Description of the task = Write out the part of the three-phase phasor text below word for word, starting with "Phasors are to" and going on through "mixed and matched.".

Text to read =
+++++

Three-phase AC is the dominant mode of electric power generation and distribution in modern societies. Analyzing voltages and currents in these systems can be quite complex, but phasor representation is a tool useful for simplifying that analysis by representing voltage and current quantities in graphical form. This section of the book illustrates the use of phasors as an analytical tool through examples. This section begins with single-phase phasor analysis and progresses to three-phase phasor analysis.
Extensive use of an imaginary instrument I call the “phasometer” helps relate phasor arrow direction to real circuit connections. Suffice it to say, a “phasometer” is nothing more than a small synchronous AC motor with an arrow-shaped rotor, which when coupled with a strobe light set to flash whenever some reference voltage reaches its positive peak, graphically shows the relative phase of the measured quantity with respect to that reference voltage. In other words, a phasometer/strobe combination shows a “snapshot” view of the waveform’s position at that point in time when the reference wave it at its positive peak. This is precisely how phasors are drawn: arrows with angles displaced from 0\(^{o}\) by an amount proportional to the phase shift between that quantity and some reference waveform.
Here is what a triplet of phasometers would indicate if connected to a three-phase power bus, with phase A used as the reference and given an ABC phase sequence (also called “phase rotation”):
In an ABC phase sequence, phase B’s voltage lags behind phase A’s voltage by 120\(^{o}\), while phase C’s voltage leads ahead of phase A’s voltage by 120\(^{o}\) (or, one could say phase C lags a full 240\(^{o}\) behind phase A).
Phasors are to AC circuit quantities as polarity is to DC circuit quantities, and for this reason they are particularly useful in analyzing transformer circuits because transformers by their very nature allow polarities to be mixed and matched.

+++++

Data extract =
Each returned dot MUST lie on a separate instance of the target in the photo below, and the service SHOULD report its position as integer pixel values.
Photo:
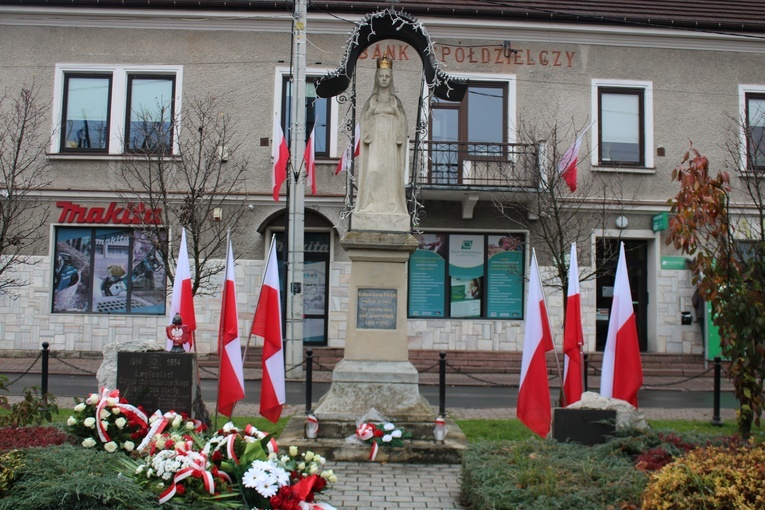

+++++

Exercise answer =
Phasors are to AC circuit quantities as polarity is to DC circuit quantities, and for this reason they are particularly useful in analyzing transformer circuits because transformers by their very nature allow polarities to be mixed and matched.